▶ _What the exercise asks_
Where the records below reach the line containing "Q: innermost point of each instance of the newspaper, in", start transcribing, and end with the line containing "Q: innermost point of each instance of the puffy", exactly and with nothing else added.

▬▬▬▬▬▬

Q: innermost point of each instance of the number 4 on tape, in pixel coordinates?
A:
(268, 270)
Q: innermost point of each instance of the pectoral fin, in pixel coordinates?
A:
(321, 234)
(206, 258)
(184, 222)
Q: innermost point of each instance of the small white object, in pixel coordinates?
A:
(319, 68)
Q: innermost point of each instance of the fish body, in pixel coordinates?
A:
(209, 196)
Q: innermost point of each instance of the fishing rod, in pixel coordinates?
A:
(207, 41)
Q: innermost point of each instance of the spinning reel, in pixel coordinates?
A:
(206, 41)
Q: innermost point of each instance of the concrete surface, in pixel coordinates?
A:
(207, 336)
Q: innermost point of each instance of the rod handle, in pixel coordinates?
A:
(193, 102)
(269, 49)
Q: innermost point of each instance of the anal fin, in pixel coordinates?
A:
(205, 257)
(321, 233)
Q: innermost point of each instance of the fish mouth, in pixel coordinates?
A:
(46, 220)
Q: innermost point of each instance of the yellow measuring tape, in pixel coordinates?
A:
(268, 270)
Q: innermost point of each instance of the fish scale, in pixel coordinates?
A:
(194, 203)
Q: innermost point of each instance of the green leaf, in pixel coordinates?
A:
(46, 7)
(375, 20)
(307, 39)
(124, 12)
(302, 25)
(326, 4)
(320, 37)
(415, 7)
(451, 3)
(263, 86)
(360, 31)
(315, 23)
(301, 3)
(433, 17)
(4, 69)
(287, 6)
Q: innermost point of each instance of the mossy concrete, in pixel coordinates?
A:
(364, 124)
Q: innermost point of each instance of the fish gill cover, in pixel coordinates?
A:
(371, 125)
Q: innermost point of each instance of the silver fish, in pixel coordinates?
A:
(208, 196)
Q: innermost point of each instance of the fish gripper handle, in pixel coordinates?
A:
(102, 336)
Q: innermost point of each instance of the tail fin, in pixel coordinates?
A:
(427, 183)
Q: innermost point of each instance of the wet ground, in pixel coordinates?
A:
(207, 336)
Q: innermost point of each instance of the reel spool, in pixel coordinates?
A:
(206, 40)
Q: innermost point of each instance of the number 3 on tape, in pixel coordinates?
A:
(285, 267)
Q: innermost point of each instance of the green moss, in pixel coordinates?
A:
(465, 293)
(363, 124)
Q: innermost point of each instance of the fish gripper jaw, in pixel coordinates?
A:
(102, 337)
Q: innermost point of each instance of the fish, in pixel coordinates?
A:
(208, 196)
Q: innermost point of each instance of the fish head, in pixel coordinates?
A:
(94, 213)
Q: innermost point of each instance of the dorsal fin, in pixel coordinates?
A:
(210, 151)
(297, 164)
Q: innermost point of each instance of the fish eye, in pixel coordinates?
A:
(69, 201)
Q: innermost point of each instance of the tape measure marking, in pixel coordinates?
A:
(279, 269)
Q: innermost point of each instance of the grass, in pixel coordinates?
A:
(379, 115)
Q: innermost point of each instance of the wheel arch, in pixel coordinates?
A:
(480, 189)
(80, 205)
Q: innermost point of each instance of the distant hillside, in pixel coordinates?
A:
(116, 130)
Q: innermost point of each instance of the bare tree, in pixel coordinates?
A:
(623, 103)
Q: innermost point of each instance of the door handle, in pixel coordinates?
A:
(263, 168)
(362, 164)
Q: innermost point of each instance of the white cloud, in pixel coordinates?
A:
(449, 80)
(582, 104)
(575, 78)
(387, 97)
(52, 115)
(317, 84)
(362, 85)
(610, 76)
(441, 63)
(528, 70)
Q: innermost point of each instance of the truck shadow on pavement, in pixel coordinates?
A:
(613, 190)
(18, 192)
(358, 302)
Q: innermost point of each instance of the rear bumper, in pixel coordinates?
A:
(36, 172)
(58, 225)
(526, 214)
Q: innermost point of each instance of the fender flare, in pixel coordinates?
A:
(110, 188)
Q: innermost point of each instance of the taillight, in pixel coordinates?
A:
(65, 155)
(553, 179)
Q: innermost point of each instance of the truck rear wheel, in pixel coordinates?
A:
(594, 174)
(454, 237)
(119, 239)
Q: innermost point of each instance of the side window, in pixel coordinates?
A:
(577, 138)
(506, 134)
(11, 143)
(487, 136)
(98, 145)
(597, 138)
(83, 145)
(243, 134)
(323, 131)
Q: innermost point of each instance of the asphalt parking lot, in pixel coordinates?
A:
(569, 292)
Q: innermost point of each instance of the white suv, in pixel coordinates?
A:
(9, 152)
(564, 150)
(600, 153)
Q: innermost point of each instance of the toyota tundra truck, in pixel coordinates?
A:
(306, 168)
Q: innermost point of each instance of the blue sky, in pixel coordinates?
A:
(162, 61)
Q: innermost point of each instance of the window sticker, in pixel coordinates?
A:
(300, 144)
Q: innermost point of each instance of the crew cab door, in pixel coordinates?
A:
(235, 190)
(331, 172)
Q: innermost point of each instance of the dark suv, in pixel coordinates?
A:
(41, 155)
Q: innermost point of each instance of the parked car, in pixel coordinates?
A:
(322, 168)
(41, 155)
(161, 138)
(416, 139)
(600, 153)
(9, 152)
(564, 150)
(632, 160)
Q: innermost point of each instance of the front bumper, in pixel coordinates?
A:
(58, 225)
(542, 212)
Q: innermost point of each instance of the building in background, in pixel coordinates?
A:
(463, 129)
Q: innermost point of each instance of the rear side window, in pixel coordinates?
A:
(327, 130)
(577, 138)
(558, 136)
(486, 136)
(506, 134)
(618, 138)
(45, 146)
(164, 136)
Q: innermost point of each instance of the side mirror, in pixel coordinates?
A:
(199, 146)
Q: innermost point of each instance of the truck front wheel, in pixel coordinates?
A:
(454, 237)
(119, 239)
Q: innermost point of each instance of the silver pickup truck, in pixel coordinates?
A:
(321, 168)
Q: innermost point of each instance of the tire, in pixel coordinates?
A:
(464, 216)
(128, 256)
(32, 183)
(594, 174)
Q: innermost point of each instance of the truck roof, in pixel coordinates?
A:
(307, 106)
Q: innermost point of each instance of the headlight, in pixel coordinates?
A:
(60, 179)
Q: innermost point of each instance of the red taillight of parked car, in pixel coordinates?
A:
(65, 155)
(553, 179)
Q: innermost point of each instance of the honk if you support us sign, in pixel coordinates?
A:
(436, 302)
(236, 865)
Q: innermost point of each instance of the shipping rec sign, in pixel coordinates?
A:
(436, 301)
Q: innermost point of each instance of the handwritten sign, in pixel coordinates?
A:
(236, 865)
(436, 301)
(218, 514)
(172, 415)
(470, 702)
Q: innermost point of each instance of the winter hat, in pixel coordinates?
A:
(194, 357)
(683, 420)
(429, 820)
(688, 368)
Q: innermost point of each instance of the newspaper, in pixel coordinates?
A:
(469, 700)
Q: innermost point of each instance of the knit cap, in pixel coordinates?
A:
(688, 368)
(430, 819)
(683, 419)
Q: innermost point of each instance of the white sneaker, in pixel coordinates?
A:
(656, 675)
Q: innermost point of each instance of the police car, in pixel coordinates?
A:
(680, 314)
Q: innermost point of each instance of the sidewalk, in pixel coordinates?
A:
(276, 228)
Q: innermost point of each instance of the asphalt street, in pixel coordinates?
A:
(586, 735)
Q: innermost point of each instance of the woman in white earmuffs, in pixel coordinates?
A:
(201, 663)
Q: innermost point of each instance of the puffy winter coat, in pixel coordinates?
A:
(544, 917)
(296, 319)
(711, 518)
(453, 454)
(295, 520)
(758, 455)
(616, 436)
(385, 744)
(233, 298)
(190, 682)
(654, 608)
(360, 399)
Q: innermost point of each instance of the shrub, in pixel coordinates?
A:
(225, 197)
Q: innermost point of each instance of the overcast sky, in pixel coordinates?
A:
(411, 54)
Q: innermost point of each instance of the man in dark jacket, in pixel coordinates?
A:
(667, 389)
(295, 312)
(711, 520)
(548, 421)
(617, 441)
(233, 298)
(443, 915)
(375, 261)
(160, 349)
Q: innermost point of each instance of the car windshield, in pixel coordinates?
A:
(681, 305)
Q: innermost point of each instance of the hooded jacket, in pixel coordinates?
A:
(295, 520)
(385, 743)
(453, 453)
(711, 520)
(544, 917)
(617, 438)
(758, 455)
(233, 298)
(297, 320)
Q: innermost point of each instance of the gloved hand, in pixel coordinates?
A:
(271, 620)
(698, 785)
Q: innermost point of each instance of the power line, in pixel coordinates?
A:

▬▬▬▬▬▬

▶ _Expected output_
Q: innermost point of each instance of the newspaper, in pixel coordinates?
A:
(469, 700)
Q: innermost point of each instance of the knit cap, in pixel coordinates?
A:
(688, 368)
(430, 819)
(683, 419)
Q: innermost point of each instance of the white sneaker, in pixel coordinates?
A:
(656, 675)
Q: innermost point of each instance of the police car, in pixel coordinates?
A:
(680, 314)
Q: innermost point of each instance of the sidewalk, in pixel coordinates?
A:
(276, 228)
Q: innermost point of each instance of the asphalt street, in pixel coordinates?
A:
(586, 735)
Q: innermost point of each instance of the woman in white earmuffs, in pixel coordinates?
A:
(201, 663)
Q: innermost point of each instance of the puffy winter coat, in pixel coordinates?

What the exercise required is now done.